Dataset records:
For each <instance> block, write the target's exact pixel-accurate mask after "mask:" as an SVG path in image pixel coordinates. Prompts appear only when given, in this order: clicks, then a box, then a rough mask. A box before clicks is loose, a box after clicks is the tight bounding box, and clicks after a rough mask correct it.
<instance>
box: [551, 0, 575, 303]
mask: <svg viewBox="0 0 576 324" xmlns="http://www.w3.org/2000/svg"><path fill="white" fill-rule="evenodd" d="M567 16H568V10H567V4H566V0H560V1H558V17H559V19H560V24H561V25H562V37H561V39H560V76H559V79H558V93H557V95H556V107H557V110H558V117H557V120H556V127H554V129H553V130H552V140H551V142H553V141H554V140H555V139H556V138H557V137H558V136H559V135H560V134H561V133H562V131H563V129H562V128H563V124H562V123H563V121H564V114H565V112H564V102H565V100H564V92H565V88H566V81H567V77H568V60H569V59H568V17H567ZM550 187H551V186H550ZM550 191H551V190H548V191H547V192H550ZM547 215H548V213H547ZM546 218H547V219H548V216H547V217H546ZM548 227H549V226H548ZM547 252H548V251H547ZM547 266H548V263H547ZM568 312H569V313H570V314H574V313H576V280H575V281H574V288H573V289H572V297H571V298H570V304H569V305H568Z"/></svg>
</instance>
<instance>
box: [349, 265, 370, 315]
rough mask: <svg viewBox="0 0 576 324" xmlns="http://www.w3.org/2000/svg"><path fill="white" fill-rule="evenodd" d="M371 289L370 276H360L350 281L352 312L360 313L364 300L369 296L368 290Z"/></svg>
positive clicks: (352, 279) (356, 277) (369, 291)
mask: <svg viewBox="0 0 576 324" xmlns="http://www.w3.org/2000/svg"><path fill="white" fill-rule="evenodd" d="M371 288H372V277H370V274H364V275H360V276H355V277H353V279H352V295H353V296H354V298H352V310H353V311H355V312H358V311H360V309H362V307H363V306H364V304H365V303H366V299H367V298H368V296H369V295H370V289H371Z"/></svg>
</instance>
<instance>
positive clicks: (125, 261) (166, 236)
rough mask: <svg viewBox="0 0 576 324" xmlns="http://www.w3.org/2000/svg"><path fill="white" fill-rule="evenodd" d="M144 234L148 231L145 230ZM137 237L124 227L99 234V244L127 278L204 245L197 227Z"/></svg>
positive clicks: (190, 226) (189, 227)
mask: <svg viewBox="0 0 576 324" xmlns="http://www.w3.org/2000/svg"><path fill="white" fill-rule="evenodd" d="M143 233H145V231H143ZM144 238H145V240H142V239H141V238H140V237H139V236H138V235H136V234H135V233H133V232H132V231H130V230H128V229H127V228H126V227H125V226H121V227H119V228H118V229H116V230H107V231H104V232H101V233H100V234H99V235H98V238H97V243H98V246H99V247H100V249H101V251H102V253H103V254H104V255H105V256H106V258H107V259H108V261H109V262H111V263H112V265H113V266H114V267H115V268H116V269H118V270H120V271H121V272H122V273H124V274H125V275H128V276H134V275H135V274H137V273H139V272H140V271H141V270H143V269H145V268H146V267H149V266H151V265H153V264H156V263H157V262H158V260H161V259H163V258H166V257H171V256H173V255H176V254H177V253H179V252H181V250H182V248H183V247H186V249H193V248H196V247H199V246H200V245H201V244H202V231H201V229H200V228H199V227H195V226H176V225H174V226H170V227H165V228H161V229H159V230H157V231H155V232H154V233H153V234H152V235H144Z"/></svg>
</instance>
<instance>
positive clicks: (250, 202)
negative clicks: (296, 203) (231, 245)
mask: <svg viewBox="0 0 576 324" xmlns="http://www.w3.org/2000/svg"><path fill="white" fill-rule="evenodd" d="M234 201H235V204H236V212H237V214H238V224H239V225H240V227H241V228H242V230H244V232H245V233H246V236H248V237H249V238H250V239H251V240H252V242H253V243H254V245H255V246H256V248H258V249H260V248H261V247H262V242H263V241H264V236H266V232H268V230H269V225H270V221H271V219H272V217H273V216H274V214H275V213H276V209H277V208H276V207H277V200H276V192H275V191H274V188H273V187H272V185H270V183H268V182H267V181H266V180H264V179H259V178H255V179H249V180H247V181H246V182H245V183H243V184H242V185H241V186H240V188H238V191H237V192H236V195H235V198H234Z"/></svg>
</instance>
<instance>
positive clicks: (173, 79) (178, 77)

Instructions to follow:
Please print the whole of the material verbatim.

Your response:
For each <instance> block, write the target's exact pixel-accurate mask after "mask:" as an SVG path in image pixel coordinates. Prompts appear only when given, in this order: clicks, then a box, then a rough mask. A box before clicks is loose, a box after clicks is the tight bounding box, and clicks after a rough mask correct it.
<instance>
box: [551, 0, 575, 303]
mask: <svg viewBox="0 0 576 324" xmlns="http://www.w3.org/2000/svg"><path fill="white" fill-rule="evenodd" d="M567 16H568V10H567V4H566V0H560V1H558V17H559V19H560V24H561V25H562V37H561V39H560V76H559V79H558V93H557V95H556V107H557V110H558V117H557V120H556V127H554V129H553V130H552V140H551V142H553V141H554V140H555V139H556V138H557V137H558V136H559V135H560V134H561V133H562V131H563V129H562V128H563V124H562V123H563V121H564V114H565V112H564V102H565V100H564V92H565V88H566V81H567V77H568V60H569V59H568V17H567ZM550 187H551V186H550ZM550 191H551V190H548V191H547V192H550ZM547 215H548V213H547ZM546 218H547V219H548V216H547V217H546ZM548 227H549V226H548ZM547 252H548V251H547ZM547 266H548V263H547ZM568 312H569V313H570V314H574V313H576V280H575V281H574V288H573V289H572V297H571V298H570V304H569V305H568Z"/></svg>
</instance>
<instance>
box: [349, 265, 370, 315]
rough mask: <svg viewBox="0 0 576 324" xmlns="http://www.w3.org/2000/svg"><path fill="white" fill-rule="evenodd" d="M371 289L370 276H360L350 281L352 312L360 313L364 300L369 296L368 290Z"/></svg>
positive clicks: (352, 279) (356, 277) (369, 291)
mask: <svg viewBox="0 0 576 324" xmlns="http://www.w3.org/2000/svg"><path fill="white" fill-rule="evenodd" d="M371 288H372V277H370V274H364V275H360V276H355V277H353V279H352V295H353V296H354V298H352V310H353V311H355V312H358V311H360V309H362V307H363V306H364V304H365V303H366V299H367V298H368V296H369V295H370V289H371Z"/></svg>
</instance>
<instance>
positive clicks: (125, 261) (166, 236)
rough mask: <svg viewBox="0 0 576 324" xmlns="http://www.w3.org/2000/svg"><path fill="white" fill-rule="evenodd" d="M144 234L148 231L145 230ZM137 237L124 227L99 234V244L127 278L204 245L197 227Z"/></svg>
positive clicks: (190, 226) (189, 227)
mask: <svg viewBox="0 0 576 324" xmlns="http://www.w3.org/2000/svg"><path fill="white" fill-rule="evenodd" d="M143 233H145V231H143ZM144 238H145V240H142V239H141V238H140V237H139V236H138V235H136V234H135V233H133V232H132V231H130V230H128V229H127V228H126V227H125V226H121V227H119V228H118V229H116V230H107V231H104V232H101V233H100V234H99V235H98V238H97V243H98V246H99V247H100V249H101V251H102V253H103V254H104V255H105V256H106V258H107V259H108V261H109V262H111V263H112V265H113V266H114V267H115V268H116V269H118V270H120V271H121V272H122V273H124V274H125V275H128V276H134V275H135V274H137V273H139V272H140V271H141V270H143V269H145V268H146V267H149V266H151V265H153V264H156V263H157V262H158V260H161V259H163V258H166V257H171V256H173V255H176V254H177V253H179V252H181V250H182V248H183V247H186V249H193V248H196V247H199V246H200V245H201V244H202V231H201V229H200V228H199V227H195V226H176V225H174V226H170V227H165V228H161V229H159V230H157V231H155V232H154V233H153V234H152V235H144Z"/></svg>
</instance>
<instance>
positive clicks: (250, 202)
negative clicks: (296, 203) (231, 245)
mask: <svg viewBox="0 0 576 324" xmlns="http://www.w3.org/2000/svg"><path fill="white" fill-rule="evenodd" d="M234 201H235V204H236V212H237V214H238V224H239V225H240V227H241V228H242V230H244V232H245V233H246V236H248V237H249V238H250V239H251V240H252V242H253V243H254V245H255V246H256V248H258V249H260V248H261V247H262V242H263V241H264V236H266V232H268V230H269V225H270V221H271V219H272V217H273V216H274V214H275V213H276V209H277V208H276V207H277V200H276V192H275V191H274V188H273V187H272V185H270V183H268V182H267V181H266V180H264V179H259V178H255V179H249V180H247V181H246V182H245V183H243V184H242V185H241V186H240V188H238V191H237V192H236V195H235V198H234Z"/></svg>
</instance>
<instance>
positive clicks: (173, 79) (178, 77)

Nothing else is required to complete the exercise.